Required action: Your copy should start at the line with "Phrase: man's ear" and end at the line with "Phrase: window pane" in the data below. Transcribe only those lines, exactly, pictures excluded.

Given information:
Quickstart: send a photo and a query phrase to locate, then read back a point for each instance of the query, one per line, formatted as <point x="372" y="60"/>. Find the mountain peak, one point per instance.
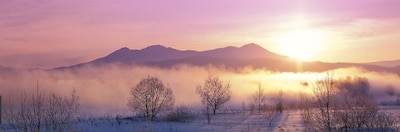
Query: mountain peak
<point x="155" y="47"/>
<point x="251" y="46"/>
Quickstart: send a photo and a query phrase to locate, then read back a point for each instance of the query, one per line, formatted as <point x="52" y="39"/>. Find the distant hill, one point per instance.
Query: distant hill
<point x="230" y="57"/>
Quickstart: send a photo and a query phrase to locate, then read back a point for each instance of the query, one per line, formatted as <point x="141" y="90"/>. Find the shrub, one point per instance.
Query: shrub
<point x="181" y="114"/>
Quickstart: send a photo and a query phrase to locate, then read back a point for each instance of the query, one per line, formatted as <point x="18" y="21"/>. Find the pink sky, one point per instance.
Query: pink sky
<point x="52" y="33"/>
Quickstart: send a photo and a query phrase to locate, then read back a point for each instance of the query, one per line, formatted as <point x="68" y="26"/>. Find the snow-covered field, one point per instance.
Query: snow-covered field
<point x="288" y="121"/>
<point x="233" y="122"/>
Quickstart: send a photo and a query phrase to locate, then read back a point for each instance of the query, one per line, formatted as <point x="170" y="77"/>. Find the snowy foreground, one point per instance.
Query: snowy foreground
<point x="289" y="120"/>
<point x="232" y="122"/>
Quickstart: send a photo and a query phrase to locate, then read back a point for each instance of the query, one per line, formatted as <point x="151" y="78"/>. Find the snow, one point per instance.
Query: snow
<point x="233" y="122"/>
<point x="289" y="120"/>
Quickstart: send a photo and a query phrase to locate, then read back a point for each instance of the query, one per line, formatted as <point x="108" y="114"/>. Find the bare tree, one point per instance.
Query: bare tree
<point x="150" y="97"/>
<point x="54" y="113"/>
<point x="279" y="104"/>
<point x="60" y="111"/>
<point x="259" y="98"/>
<point x="214" y="93"/>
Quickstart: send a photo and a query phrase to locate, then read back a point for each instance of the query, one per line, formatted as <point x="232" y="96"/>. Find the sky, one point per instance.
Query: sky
<point x="54" y="33"/>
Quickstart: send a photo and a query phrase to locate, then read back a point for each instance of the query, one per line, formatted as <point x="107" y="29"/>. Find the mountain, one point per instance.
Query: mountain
<point x="159" y="53"/>
<point x="392" y="63"/>
<point x="231" y="57"/>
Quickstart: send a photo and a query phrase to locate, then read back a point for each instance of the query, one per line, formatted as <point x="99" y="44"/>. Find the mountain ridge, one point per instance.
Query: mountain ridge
<point x="251" y="55"/>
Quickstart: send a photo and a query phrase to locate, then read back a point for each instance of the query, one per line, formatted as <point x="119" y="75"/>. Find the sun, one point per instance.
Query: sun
<point x="302" y="44"/>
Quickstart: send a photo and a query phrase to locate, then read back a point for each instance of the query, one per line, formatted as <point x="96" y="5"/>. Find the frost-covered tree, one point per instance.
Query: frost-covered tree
<point x="214" y="93"/>
<point x="150" y="97"/>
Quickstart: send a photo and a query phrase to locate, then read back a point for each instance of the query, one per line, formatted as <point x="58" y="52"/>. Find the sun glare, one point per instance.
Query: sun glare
<point x="301" y="44"/>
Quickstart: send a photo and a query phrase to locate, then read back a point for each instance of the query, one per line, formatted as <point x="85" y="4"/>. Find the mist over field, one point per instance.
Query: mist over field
<point x="106" y="89"/>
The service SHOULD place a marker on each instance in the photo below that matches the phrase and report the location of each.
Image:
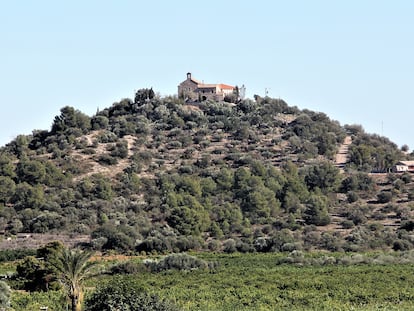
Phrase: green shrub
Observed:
(177, 262)
(124, 295)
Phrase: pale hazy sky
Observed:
(353, 60)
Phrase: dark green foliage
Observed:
(316, 212)
(169, 176)
(117, 238)
(14, 254)
(323, 176)
(69, 120)
(177, 262)
(384, 196)
(38, 273)
(5, 295)
(128, 267)
(125, 295)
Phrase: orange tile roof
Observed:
(225, 86)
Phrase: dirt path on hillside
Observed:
(342, 155)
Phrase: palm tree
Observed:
(73, 268)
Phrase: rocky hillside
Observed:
(160, 174)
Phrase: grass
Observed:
(256, 282)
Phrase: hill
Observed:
(159, 174)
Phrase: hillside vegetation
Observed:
(159, 175)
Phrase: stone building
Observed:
(193, 90)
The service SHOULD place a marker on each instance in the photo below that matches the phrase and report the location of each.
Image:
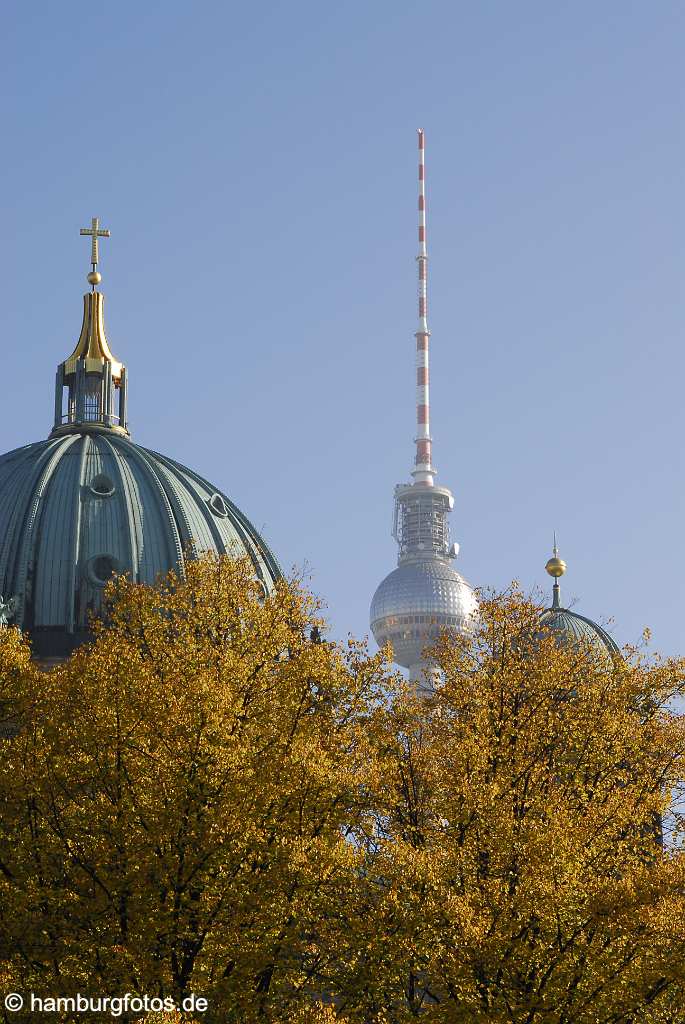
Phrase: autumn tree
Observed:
(522, 875)
(175, 804)
(206, 800)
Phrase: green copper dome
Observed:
(572, 629)
(568, 627)
(87, 504)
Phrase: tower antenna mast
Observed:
(423, 471)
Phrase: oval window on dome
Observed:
(101, 568)
(102, 485)
(218, 505)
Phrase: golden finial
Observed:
(95, 232)
(556, 566)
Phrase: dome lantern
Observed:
(87, 504)
(93, 379)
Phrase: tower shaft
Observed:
(423, 471)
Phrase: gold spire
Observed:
(92, 344)
(95, 232)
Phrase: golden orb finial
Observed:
(555, 566)
(95, 232)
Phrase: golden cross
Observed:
(95, 231)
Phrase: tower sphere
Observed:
(415, 603)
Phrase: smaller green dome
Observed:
(570, 628)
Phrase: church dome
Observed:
(571, 628)
(88, 503)
(568, 627)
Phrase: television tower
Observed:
(424, 595)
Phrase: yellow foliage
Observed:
(206, 801)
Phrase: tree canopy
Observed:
(209, 800)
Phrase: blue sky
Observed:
(256, 165)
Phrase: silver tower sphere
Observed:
(424, 595)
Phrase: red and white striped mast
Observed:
(423, 472)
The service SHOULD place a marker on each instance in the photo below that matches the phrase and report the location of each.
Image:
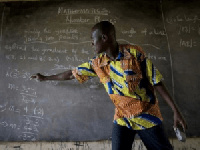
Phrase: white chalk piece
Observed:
(180, 134)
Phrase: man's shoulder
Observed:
(134, 50)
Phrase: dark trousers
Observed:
(153, 138)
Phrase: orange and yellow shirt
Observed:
(129, 81)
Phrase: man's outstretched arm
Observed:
(178, 118)
(67, 75)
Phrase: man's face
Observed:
(97, 41)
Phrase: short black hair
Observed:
(105, 27)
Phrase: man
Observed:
(130, 80)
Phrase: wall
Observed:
(190, 144)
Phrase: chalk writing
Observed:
(183, 18)
(92, 11)
(16, 74)
(187, 43)
(145, 31)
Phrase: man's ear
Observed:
(104, 37)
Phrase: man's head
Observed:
(103, 36)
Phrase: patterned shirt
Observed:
(129, 81)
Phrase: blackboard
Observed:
(53, 36)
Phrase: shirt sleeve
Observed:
(152, 73)
(84, 71)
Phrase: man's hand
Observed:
(38, 77)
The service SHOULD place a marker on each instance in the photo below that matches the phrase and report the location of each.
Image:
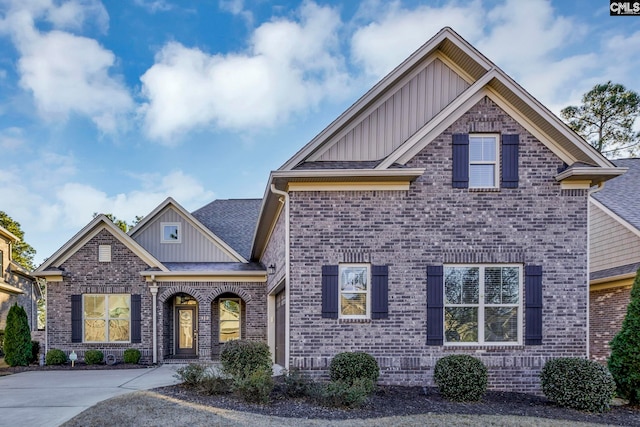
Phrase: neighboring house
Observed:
(614, 255)
(17, 285)
(445, 212)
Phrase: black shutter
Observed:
(76, 318)
(379, 292)
(533, 304)
(435, 306)
(330, 291)
(460, 160)
(136, 318)
(510, 144)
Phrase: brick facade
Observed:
(433, 223)
(607, 309)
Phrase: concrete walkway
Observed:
(49, 398)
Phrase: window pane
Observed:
(118, 330)
(482, 175)
(461, 324)
(501, 324)
(95, 330)
(94, 306)
(353, 304)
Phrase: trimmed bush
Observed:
(241, 358)
(93, 357)
(578, 383)
(255, 387)
(624, 362)
(461, 378)
(17, 337)
(348, 367)
(56, 357)
(132, 355)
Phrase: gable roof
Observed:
(620, 195)
(232, 220)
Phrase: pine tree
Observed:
(624, 362)
(17, 337)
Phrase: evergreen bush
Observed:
(17, 337)
(624, 362)
(578, 383)
(461, 378)
(93, 357)
(241, 358)
(132, 355)
(56, 357)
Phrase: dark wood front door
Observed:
(186, 332)
(280, 327)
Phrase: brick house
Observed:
(614, 218)
(444, 212)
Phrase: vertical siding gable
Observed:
(400, 116)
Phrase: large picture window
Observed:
(482, 304)
(106, 318)
(354, 291)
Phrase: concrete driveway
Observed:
(49, 398)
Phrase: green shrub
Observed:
(132, 355)
(255, 387)
(624, 362)
(56, 357)
(191, 374)
(349, 366)
(93, 357)
(241, 358)
(17, 337)
(341, 394)
(578, 383)
(461, 377)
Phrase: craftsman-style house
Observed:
(445, 212)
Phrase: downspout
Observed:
(285, 199)
(154, 302)
(591, 192)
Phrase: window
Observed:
(354, 291)
(482, 304)
(170, 232)
(229, 319)
(106, 318)
(483, 154)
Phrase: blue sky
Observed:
(113, 106)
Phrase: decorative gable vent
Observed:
(104, 253)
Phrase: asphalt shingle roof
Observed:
(233, 220)
(621, 193)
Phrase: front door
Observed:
(186, 332)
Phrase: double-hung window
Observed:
(483, 161)
(482, 304)
(354, 298)
(107, 317)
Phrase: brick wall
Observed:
(433, 223)
(607, 309)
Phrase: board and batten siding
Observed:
(400, 116)
(194, 247)
(612, 244)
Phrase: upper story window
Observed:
(354, 298)
(171, 232)
(482, 304)
(483, 161)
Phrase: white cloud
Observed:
(289, 68)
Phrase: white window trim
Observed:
(481, 305)
(496, 162)
(171, 224)
(367, 315)
(106, 319)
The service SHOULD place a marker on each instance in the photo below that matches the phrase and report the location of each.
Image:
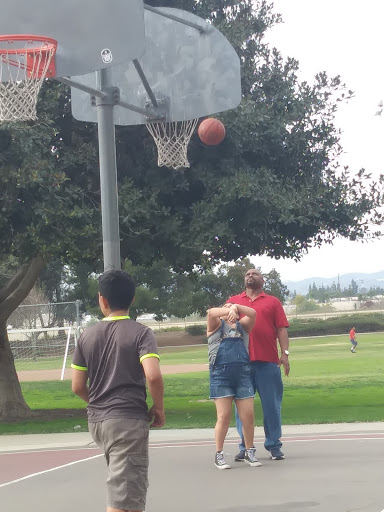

Task output:
Phrase: man's ear
Observed:
(104, 37)
Phrase: man's head
Observed:
(103, 36)
Phrase: patterned shirt
Observed:
(129, 81)
Phrase: blackboard
Observed:
(53, 36)
Phrase: shirt sleeve
Observed:
(152, 73)
(84, 71)
Phrase: man's hand
Observed:
(38, 77)
The service SHOULD place a marker on each instance in the photo below that matches the phrase and report the location of each.
Image:
Phrase: neighboring house
Observed:
(614, 255)
(17, 285)
(445, 212)
Phrase: black shutter
Observed:
(76, 318)
(379, 292)
(533, 304)
(435, 306)
(330, 291)
(460, 160)
(136, 318)
(510, 144)
Phrase: brick facade
Observed:
(433, 223)
(607, 309)
Phrase: concrete walkway
Observed:
(49, 398)
Phrase: window pane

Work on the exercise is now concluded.